Below are the records; give again exactly the line with "the eyebrow, each", the line with "window frame, each", and each line that lies between them, and nothing besides.

_Material supplied_
- Opening Delimiter -

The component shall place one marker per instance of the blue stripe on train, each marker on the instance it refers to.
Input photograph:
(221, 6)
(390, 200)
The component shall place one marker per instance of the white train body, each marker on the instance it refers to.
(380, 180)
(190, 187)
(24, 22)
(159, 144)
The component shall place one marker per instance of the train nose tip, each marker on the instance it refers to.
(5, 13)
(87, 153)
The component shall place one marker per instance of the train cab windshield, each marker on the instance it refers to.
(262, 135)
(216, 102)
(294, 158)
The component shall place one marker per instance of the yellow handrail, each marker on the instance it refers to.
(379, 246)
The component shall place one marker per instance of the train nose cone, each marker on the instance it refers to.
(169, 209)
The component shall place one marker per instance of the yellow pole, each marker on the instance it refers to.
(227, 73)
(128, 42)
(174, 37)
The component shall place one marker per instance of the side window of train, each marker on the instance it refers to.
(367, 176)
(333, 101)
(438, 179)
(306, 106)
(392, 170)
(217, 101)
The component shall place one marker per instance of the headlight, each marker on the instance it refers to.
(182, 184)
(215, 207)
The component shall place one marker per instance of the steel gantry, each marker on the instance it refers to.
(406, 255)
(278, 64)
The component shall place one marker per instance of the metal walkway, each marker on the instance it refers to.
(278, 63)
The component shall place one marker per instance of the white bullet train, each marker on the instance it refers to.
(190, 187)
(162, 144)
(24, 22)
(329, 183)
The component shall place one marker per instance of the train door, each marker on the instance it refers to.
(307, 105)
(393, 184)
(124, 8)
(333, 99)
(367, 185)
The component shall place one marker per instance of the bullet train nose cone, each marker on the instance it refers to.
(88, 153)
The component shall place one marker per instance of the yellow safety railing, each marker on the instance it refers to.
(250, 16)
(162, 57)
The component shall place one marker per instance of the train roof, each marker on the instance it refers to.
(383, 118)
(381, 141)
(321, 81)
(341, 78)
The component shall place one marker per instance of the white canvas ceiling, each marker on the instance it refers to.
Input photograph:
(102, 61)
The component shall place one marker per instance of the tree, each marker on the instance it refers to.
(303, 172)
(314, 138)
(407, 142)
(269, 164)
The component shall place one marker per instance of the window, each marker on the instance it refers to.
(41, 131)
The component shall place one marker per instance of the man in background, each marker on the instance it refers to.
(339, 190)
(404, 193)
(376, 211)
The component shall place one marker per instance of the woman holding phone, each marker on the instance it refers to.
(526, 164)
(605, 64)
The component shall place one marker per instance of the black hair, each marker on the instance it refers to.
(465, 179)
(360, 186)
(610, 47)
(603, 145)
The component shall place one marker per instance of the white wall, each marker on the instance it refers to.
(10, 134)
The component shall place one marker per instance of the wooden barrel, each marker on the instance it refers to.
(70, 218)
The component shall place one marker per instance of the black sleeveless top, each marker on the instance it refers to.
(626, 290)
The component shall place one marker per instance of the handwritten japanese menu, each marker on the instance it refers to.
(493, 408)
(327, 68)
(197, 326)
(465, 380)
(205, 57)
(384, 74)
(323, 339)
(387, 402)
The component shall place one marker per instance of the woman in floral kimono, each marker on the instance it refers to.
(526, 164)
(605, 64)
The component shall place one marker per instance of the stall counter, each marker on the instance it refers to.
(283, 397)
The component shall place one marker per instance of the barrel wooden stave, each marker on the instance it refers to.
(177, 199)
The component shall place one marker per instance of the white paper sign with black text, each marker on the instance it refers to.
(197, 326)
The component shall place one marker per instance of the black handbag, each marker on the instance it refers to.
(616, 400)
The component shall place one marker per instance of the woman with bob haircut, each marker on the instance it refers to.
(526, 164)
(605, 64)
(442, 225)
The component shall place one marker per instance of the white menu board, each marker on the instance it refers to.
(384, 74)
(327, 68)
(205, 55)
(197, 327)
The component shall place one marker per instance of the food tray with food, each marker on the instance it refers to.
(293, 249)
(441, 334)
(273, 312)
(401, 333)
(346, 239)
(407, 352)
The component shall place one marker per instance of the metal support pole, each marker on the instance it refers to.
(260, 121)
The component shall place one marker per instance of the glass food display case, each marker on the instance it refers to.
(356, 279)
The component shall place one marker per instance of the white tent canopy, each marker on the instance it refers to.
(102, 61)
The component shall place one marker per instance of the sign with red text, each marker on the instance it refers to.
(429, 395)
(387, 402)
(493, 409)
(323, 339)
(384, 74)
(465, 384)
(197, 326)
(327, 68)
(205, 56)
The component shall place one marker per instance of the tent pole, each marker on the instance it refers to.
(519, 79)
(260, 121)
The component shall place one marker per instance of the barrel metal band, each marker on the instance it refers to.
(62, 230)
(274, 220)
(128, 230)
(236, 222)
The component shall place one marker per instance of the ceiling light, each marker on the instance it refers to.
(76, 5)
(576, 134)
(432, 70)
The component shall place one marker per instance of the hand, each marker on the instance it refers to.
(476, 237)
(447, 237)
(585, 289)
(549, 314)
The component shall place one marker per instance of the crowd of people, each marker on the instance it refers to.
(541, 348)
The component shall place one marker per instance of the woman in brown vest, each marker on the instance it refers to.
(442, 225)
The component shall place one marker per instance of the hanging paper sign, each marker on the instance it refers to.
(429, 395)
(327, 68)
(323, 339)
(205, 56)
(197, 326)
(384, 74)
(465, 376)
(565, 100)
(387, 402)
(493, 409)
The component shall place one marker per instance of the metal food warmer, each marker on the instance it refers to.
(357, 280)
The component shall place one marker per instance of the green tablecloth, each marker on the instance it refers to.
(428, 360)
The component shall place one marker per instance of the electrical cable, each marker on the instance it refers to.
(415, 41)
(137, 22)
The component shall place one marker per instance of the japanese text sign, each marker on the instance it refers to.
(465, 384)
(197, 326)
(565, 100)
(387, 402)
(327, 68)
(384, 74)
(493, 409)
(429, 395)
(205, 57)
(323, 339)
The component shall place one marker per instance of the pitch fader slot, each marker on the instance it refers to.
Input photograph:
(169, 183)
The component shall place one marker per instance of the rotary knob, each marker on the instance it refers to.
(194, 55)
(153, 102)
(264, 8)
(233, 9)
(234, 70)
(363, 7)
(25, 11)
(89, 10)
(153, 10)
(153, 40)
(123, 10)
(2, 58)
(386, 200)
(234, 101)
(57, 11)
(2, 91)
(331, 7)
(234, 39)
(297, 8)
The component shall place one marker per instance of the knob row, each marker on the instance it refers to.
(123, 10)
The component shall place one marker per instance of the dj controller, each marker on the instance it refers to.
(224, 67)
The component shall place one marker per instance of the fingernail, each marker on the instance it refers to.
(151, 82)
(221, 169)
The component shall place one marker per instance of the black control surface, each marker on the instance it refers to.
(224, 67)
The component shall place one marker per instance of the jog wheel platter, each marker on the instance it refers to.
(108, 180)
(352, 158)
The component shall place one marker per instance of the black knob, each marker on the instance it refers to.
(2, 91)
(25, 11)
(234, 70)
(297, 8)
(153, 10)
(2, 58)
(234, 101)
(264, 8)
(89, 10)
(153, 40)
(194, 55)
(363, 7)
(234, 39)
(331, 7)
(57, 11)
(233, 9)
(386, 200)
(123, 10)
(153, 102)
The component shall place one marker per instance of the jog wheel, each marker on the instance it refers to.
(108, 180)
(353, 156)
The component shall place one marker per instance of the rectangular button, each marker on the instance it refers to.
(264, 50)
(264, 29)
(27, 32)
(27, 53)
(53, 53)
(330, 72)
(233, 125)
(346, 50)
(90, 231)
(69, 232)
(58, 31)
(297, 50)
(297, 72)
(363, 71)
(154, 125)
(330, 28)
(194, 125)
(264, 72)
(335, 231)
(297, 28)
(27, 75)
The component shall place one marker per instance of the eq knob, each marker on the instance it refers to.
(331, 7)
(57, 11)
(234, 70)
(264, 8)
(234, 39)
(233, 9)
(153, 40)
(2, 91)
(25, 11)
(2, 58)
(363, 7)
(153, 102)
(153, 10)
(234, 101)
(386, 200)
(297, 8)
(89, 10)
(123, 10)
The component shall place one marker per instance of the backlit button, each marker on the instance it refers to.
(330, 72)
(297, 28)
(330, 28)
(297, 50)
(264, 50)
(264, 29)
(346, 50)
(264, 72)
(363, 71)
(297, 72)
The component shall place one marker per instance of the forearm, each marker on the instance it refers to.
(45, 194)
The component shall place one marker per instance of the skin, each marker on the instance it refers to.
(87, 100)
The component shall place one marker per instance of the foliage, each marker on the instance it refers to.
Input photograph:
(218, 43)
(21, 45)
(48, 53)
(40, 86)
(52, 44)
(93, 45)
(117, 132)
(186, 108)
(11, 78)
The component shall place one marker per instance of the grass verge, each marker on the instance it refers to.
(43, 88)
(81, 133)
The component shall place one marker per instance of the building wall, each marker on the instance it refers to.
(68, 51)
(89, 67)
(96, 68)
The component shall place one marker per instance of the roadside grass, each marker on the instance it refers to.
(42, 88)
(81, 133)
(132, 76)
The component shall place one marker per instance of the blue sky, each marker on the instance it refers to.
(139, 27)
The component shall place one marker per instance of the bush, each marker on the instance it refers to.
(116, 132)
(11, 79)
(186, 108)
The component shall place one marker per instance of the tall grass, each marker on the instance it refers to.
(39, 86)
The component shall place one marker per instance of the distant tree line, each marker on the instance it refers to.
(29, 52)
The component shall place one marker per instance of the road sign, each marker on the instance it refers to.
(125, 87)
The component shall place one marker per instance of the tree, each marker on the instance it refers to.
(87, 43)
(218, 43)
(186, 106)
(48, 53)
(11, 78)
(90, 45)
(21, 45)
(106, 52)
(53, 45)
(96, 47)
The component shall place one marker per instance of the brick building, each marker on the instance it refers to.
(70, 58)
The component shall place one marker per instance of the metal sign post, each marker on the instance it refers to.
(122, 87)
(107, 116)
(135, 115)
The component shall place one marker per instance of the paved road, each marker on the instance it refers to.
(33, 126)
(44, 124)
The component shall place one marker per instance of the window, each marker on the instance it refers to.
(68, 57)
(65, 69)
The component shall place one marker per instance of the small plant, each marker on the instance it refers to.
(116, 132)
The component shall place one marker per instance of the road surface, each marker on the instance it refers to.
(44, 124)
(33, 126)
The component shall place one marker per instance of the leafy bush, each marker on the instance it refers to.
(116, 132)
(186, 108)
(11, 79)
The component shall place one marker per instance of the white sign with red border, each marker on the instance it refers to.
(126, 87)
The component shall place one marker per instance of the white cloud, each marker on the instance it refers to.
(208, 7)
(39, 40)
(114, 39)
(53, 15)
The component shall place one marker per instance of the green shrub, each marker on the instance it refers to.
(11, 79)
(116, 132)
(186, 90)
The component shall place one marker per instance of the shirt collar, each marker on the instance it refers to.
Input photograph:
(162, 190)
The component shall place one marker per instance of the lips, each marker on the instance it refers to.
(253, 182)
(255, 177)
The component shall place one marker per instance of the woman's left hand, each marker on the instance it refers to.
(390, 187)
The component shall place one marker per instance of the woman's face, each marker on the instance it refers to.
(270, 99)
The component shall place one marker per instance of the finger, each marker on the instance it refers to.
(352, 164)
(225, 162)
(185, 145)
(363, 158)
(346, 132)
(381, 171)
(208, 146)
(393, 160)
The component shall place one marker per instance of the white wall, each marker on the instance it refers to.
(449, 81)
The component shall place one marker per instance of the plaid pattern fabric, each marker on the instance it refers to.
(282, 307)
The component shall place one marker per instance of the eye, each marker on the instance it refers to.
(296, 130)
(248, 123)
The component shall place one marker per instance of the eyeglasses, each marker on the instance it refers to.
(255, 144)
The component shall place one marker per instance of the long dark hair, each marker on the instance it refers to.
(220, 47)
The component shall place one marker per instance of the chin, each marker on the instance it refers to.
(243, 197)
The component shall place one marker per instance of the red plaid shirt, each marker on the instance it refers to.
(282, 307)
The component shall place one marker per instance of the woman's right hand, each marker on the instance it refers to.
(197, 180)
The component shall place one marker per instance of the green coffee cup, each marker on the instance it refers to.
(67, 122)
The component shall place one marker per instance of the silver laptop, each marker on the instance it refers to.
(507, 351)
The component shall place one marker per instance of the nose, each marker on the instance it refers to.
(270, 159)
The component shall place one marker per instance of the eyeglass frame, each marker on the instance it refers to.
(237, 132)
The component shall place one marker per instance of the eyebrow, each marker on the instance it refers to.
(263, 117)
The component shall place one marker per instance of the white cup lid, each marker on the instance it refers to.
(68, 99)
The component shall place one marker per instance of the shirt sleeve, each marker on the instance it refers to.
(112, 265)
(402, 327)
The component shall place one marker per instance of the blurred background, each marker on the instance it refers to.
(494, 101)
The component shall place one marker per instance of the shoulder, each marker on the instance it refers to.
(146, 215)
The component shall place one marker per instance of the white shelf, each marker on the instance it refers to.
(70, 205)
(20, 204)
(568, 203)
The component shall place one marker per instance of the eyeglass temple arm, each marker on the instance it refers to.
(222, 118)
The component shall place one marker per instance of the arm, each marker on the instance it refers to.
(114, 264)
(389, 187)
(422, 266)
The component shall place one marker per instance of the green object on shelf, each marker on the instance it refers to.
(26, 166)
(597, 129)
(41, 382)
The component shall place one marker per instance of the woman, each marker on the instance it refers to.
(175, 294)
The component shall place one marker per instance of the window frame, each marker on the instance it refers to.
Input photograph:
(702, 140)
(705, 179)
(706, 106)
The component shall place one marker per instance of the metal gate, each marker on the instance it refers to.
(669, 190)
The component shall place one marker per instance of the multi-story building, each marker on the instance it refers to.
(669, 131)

- Closing Delimiter -

_Exercise solution_
The component shall place one marker per instance of the eyebrow, each marker on the instance it refers to.
(263, 117)
The component shall place one marker per instance of the white cup lid, each marker on the instance it refers to.
(68, 99)
The component shall place one marker per instance of the shirt sleeve, each marker on the instance it refers to.
(112, 265)
(402, 327)
The component shall place one marker per instance of the blurred background, each marker on the instance it refers to.
(494, 101)
The component shall place one marker per instance of the shoulder, each marker on the instance it refers to.
(146, 215)
The component shall place one marker per instance of the white shelf, each marker on the instance it refers to.
(70, 205)
(20, 204)
(568, 203)
The component shall place one marker per instance of the eyeglass temple arm, each marker on the instance it refers to.
(222, 118)
The component shall place one marker per instance of the arm, each marker on the instance it refers to.
(114, 264)
(389, 187)
(422, 266)
The component shall place one marker per instance of the green object on shelf, each marker on the instance it refers to.
(26, 166)
(597, 129)
(41, 382)
The component shall place one marker per instance of the woman, each marker on the instance it refers to.
(175, 294)
The component shall place one marker per instance of the window frame, each marker on the instance it refers to.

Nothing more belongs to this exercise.